EXERCISE TEXT |
Segment Open

Purpose of the Study:

  • To investigate the efficacy of a dual-chamber MFC for simultaneous removal of phenol and nitrogen.
  • To evaluate the impact of phenol concentration on nitrification and nitrogen removal in the MFC.
  • To compare the MFC's performance against traditional aerobic bioreactors (ABRs) and open-circuit MFCs.

Main Methods:

  • A dual-chamber MFC with an anion-exchange membrane was employed.
  • Experiments involved feeding ammonium and varying phenol concentrations to the aerobic cathode chamber.
  • Bacterial community analysis was conducted to identify key microbial roles.

Main Results:

  • Simultaneous nitrification and denitrification were achieved in the MFC.
  • Phenol did not significantly inhibit nitrification up to 600 mg L⁻¹.

Segment Closed

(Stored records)
Segment Open

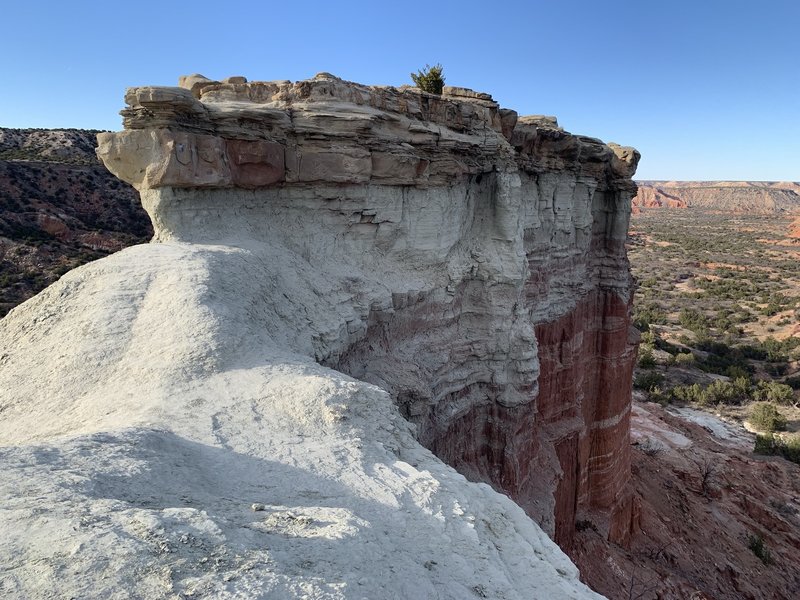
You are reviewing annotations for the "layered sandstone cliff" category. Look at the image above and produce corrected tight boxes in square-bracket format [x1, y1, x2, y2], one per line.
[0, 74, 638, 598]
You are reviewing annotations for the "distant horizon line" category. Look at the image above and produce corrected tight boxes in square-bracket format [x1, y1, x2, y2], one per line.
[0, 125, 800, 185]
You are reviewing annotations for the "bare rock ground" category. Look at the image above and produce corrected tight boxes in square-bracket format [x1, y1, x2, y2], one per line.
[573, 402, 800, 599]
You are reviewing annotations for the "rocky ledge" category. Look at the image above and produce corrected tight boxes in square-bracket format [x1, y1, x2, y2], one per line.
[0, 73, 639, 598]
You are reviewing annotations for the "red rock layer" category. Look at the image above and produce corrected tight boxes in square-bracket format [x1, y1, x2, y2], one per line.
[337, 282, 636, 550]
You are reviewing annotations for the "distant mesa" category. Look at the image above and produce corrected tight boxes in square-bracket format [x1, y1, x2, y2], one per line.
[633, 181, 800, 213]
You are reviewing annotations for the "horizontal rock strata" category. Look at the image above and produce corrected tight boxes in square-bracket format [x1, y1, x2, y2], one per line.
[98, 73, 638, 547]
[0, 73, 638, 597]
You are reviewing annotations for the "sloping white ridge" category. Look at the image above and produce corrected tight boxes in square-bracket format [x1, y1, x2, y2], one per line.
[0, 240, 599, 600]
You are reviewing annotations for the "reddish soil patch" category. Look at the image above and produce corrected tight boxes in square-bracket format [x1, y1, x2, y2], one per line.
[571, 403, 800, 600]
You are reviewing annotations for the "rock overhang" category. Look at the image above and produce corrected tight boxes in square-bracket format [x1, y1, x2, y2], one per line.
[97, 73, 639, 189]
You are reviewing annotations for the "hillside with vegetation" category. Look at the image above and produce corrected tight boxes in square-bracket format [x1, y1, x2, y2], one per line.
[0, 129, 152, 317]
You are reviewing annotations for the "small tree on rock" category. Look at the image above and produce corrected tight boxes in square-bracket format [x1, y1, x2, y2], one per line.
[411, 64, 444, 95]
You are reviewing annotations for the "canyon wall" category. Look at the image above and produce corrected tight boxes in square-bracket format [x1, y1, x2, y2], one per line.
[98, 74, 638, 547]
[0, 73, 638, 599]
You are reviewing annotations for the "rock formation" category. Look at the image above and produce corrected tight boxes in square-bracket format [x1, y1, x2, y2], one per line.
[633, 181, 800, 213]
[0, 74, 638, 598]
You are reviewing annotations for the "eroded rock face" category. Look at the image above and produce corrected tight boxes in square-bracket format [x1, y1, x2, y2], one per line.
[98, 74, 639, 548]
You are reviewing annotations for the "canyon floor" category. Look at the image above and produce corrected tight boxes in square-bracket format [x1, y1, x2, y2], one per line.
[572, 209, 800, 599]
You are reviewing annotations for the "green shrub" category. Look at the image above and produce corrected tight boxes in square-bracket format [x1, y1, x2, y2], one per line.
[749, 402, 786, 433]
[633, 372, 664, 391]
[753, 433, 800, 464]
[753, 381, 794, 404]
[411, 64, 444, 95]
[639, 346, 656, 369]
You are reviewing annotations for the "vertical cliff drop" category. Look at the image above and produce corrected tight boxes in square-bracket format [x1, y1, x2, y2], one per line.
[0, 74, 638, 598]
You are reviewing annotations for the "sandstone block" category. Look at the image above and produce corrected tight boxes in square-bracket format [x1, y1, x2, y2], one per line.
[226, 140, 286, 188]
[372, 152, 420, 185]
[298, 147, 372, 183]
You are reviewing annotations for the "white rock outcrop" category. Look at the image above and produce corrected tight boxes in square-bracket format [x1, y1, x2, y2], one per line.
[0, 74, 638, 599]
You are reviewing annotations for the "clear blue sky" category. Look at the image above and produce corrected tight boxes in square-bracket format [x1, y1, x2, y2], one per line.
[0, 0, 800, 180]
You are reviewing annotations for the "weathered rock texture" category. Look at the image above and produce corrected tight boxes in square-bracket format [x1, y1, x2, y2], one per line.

Segment Closed

WORK REQUEST 1 |
Return the part of the MFC study summary above, starting at "Purpose of the" and ending at "key microbial roles.".
WORK REQUEST 2 |
For each statement about the MFC study summary above, say yes or no and quote the words that decide it: (a) The MFC was built with a cation-exchange membrane. (b) Ammonium and phenol were fed to the aerobic cathode chamber. (c) Phenol strongly inhibited nitrification at concentrations below 600 mg L⁻¹.
WORK REQUEST 3 |
Write what comes next in the MFC study summary, continuing after its last line.

ANSWER BOX 1 |
Purpose of the Study:

  • To investigate the efficacy of a dual-chamber MFC for simultaneous removal of phenol and nitrogen.
  • To evaluate the impact of phenol concentration on nitrification and nitrogen removal in the MFC.
  • To compare the MFC's performance against traditional aerobic bioreactors (ABRs) and open-circuit MFCs.

Main Methods:

  • A dual-chamber MFC with an anion-exchange membrane was employed.
  • Experiments involved feeding ammonium and varying phenol concentrations to the aerobic cathode chamber.
  • Bacterial community analysis was conducted to identify key microbial roles.

ANSWER BOX 2 |
(a) No: "A dual-chamber MFC with an anion-exchange membrane was employed."
(b) Yes: "Experiments involved feeding ammonium and varying phenol concentrations to the aerobic cathode chamber."
(c) No: "Phenol did not significantly inhibit nitrification up to 600 mg L⁻¹."

ANSWER BOX 3 |
  • The MFC demonstrated higher nitrogen removal rates and less nitrification inhibition compared to ABRs and open-circuit MFCs.
  • Electrochemical activity and specific microbial populations in each chamber were linked to pollutant removal.

Conclusions:

  • The dual-chamber MFC is effective for simultaneous removal of phenol and nitrogen.
  • MFC technology shows promise for treating industrial wastewaters containing both pollutants.
  • The reactor design facilitates efficient pollutant degradation and potential electricity generation.